--- Problem to work on ---
Could you copy out, word for word, the lines below, starting with the one containing "Mark the green" and continuing through the end of the entries?

(Data items)
— BEGIN —

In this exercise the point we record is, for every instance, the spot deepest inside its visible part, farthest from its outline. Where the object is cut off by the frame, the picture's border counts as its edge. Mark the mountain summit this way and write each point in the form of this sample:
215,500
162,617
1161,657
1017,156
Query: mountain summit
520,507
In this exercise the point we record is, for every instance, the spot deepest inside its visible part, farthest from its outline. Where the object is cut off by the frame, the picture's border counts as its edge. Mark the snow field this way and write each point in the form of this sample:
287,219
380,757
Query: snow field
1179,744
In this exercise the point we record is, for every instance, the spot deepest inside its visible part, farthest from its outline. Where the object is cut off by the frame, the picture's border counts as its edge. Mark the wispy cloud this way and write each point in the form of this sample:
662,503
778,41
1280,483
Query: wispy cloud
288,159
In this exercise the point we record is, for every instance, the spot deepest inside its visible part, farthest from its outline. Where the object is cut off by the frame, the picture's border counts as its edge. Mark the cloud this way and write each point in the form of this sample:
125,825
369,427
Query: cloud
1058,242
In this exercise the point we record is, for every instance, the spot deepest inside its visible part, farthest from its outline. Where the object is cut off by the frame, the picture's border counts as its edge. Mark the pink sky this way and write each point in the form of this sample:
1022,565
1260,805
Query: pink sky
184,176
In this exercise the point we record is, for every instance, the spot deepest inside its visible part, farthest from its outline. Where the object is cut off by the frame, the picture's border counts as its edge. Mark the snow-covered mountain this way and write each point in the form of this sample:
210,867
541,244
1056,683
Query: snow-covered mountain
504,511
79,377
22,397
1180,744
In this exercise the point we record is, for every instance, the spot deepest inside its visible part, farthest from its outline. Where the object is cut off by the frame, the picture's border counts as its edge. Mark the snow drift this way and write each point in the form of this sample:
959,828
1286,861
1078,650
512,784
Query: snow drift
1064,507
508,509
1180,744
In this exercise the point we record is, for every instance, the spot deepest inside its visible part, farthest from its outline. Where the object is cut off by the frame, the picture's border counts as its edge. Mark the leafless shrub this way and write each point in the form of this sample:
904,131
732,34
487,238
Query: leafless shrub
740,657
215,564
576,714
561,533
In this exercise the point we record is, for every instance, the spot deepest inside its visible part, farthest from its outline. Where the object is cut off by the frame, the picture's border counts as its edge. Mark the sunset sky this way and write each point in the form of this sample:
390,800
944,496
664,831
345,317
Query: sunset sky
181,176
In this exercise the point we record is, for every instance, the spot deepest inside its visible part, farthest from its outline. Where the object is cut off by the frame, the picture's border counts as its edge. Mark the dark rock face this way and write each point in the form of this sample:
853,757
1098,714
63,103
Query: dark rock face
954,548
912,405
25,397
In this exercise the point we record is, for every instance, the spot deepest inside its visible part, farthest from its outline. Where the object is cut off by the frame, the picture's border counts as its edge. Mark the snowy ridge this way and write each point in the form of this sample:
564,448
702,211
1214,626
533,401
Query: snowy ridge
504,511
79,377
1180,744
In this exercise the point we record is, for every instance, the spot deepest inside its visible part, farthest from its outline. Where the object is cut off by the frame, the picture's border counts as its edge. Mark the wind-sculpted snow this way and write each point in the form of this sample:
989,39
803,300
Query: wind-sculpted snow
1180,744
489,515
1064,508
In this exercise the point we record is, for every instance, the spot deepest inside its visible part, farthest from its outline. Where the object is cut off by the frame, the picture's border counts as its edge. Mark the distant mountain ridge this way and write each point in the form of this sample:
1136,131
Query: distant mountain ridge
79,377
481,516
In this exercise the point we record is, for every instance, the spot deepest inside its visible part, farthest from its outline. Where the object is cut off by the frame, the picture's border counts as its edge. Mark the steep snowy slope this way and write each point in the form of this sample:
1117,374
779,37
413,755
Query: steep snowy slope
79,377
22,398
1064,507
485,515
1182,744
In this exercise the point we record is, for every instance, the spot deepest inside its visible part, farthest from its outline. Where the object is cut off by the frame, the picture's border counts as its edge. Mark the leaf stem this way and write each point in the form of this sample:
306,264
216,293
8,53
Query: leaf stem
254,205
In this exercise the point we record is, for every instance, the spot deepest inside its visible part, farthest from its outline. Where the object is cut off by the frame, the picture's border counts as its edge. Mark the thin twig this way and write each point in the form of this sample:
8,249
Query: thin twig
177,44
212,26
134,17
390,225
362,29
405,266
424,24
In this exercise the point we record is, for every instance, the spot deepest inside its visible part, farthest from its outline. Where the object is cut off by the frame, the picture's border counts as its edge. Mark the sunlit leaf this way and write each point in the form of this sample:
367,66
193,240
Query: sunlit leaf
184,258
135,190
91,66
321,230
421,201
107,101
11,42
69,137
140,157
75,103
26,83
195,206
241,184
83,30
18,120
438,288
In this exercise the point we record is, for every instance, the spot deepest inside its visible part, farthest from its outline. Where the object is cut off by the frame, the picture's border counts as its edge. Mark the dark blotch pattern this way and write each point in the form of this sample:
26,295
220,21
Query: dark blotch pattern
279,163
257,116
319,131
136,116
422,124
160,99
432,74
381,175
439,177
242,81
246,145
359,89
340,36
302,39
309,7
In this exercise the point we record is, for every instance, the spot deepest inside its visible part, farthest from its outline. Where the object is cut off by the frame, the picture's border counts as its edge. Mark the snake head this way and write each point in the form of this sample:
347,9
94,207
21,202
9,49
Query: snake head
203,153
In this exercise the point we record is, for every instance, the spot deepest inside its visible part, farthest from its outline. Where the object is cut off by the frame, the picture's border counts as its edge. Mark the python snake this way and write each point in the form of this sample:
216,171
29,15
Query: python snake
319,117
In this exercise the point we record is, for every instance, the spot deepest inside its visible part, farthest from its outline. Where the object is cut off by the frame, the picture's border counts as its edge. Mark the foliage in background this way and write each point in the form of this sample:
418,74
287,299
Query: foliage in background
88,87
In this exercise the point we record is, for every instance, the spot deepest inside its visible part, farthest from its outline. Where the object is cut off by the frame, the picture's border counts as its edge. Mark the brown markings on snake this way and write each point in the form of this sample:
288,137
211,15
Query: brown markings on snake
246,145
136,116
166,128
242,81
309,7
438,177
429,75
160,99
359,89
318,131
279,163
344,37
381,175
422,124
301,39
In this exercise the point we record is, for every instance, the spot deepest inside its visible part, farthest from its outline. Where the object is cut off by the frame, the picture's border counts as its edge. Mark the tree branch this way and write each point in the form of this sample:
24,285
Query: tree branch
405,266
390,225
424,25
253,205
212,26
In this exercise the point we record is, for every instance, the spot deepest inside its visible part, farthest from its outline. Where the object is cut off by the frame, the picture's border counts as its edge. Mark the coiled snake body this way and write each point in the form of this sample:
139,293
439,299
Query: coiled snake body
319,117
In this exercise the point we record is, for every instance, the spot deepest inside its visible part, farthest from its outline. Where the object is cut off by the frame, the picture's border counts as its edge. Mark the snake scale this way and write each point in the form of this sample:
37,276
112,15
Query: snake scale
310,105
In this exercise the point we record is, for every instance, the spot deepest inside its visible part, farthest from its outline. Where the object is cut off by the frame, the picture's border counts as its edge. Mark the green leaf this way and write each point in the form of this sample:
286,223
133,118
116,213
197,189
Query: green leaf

— END —

--- Task answer ---
In this exercise the point we record is, for every instance, the spot deepest inside its visible part, farthest from its outline. Where the object is cut off by the frame, the picture's border counts as its edge. Mark the green leaf this way and write each point in the form of this sample:
286,223
133,118
116,213
197,189
Query: green leaf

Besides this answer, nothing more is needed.